* DIRECTIVES:
**1)** Print the passage on Beau Brummell from "Beau Brummell: Dandy" to "would take time.".
**2)** Answer these questions about the Beau Brummell passage:
(a) According to the opening paragraph, Brummell was known for little more than what two things?
(b) On what date and on which London street was he born?
(c) What post did his father hold, and for whom?
**3)** Pick up the Beau Brummell biography after its final sentence and continue it.

Beau Brummell: Dandy

He was a fashion icon, the first of his kind, a man known for little more than the clothes he wore and the manner of his being – fragrant, polished, charming and stylish but with a rapier wit and a sharp tongue. He was Beau Brummell, man about town and dandy. Famous in his own lifetime he would become even more so after his death, though it would take time.

He was born George Bryan Brummell on 7 July, 1778, in Downing Street, London, where his father was employed as Private Secretary to the Prime Minister Lord North. His family then, were wealthy and respected but they were not of noble blood.  Even so, William Brummell was determined that his son’s would be raised as if they were – they would be gentlemen.

* SOURCE MATERIAL:

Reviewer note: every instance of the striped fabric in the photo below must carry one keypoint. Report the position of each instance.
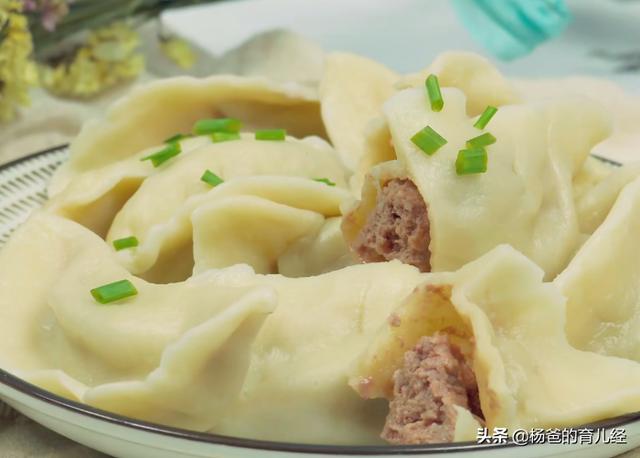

* ANSWERS FOR THE EXERCISE:
**1)**
Beau Brummell: Dandy

He was a fashion icon, the first of his kind, a man known for little more than the clothes he wore and the manner of his being – fragrant, polished, charming and stylish but with a rapier wit and a sharp tongue. He was Beau Brummell, man about town and dandy. Famous in his own lifetime he would become even more so after his death, though it would take time.

**2)**
(a) The clothes he wore and the manner of his being.
(b) 7 July, 1778, in Downing Street.
(c) Private Secretary to the Prime Minister, Lord North.

**3)**
In the case of his younger son George he needn’t have worried for if he had anything at all it was a high self-regard and the air of superiority that comes from being raised within the corridors of power. He also had an overwhelming desire not to go unnoticed and both the poise and self-confidence to ensure that he wasn’t.  Aware that few can know you but all can see you image was important and his time at Eton Public School, which he attended as a fee paying student, was a great success. There were few who met him even as a child who forgot the experience but his was not merely the triumph of style over substance, he was also an intelligent young man who early on had perceived a clear path to success.

After Eton he briefly attended Oxford University where he likely met George, Prince of Wales for the first time. The future Prince Regent and King George IV was impressed by this young man with such style, wit and self-regard, enamoured even – the young George Brummell had hooked a big fish.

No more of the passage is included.